▶ [INSTRUCTION] Can you copy out the rows below, from the line with "Where can you find the bare" to the line with "point(519, 304)", including both of those lines, character for character?
═════ WORKING DATA ═════
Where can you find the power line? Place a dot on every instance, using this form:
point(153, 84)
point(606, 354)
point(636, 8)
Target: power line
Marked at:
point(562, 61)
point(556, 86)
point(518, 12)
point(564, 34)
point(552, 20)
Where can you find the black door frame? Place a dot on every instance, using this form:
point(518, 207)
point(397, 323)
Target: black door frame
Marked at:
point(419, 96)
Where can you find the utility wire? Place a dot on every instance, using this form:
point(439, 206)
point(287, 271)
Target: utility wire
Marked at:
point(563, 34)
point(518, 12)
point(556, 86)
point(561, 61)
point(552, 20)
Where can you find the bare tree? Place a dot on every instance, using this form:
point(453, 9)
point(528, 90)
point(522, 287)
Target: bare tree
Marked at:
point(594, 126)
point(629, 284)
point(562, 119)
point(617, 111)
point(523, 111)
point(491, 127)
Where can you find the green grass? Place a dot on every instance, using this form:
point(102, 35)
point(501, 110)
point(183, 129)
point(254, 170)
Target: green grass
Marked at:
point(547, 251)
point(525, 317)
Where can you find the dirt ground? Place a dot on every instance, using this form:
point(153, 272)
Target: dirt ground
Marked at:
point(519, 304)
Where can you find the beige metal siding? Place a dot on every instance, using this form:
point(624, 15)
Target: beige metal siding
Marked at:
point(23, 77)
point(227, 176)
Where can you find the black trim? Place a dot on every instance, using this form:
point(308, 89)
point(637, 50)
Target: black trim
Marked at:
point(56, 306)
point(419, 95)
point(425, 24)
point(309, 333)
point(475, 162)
═════
═════ WORKING DATA ═════
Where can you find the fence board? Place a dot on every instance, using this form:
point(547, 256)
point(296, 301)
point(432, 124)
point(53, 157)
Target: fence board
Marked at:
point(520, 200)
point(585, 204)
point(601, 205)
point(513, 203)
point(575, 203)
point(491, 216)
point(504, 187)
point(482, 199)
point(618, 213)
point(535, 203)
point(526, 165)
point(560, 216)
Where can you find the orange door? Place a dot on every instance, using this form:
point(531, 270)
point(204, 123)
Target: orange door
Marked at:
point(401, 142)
═════
▶ [TASK SOLUTION]
Where can you find the bare tree? Place a dot on every instance, using this form:
point(453, 9)
point(528, 90)
point(522, 287)
Target: bare tree
Marked at:
point(594, 126)
point(629, 284)
point(562, 119)
point(617, 111)
point(523, 111)
point(491, 127)
Where can you find the green grass? Place a dot on every instance, using this form:
point(102, 35)
point(501, 110)
point(183, 129)
point(254, 170)
Target: green grass
Marked at:
point(547, 251)
point(525, 317)
Where can you find the dirt ground? Place a dot on every instance, using this form:
point(153, 272)
Target: dirt ground
Marked at:
point(519, 304)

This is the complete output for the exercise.